• _TASK_: Go through the records and give the number of lines that include "dolphin", with nothing else.

*** Opening of EXTRACTED MATERIAL ***

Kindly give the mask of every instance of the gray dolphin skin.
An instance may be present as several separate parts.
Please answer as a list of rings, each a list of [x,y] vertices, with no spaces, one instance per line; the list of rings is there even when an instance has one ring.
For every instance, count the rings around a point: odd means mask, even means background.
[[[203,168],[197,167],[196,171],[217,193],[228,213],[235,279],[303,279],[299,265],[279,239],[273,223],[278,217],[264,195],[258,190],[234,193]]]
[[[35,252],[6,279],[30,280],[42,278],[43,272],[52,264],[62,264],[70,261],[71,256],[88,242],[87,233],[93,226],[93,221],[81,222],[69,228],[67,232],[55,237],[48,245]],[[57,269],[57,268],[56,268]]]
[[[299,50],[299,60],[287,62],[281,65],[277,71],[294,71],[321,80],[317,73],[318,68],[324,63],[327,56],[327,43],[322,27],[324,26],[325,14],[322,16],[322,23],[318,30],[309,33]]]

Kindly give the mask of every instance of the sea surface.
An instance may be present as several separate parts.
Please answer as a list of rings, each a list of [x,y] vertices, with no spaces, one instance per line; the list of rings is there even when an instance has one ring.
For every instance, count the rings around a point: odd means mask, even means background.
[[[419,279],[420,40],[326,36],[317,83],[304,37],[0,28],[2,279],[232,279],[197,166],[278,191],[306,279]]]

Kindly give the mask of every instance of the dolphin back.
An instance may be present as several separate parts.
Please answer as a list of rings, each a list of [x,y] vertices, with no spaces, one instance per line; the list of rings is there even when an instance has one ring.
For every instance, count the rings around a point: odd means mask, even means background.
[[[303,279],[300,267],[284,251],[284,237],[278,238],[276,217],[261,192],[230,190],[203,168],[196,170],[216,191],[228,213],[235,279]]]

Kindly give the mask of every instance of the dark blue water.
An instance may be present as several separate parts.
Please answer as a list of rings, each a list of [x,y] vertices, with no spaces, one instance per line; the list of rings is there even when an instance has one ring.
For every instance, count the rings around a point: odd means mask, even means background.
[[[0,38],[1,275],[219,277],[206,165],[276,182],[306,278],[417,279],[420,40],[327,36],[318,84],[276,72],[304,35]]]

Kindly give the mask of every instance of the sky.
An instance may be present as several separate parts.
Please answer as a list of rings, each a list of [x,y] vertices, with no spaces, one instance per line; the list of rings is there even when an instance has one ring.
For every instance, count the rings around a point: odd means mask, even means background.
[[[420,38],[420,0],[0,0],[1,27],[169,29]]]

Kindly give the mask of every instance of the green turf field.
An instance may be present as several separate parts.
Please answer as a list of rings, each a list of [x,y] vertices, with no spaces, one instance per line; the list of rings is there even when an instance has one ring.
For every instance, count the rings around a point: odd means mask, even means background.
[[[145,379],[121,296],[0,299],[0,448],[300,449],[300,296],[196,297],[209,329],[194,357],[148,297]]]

*** Close of EXTRACTED MATERIAL ***

• _TASK OUTPUT_: 2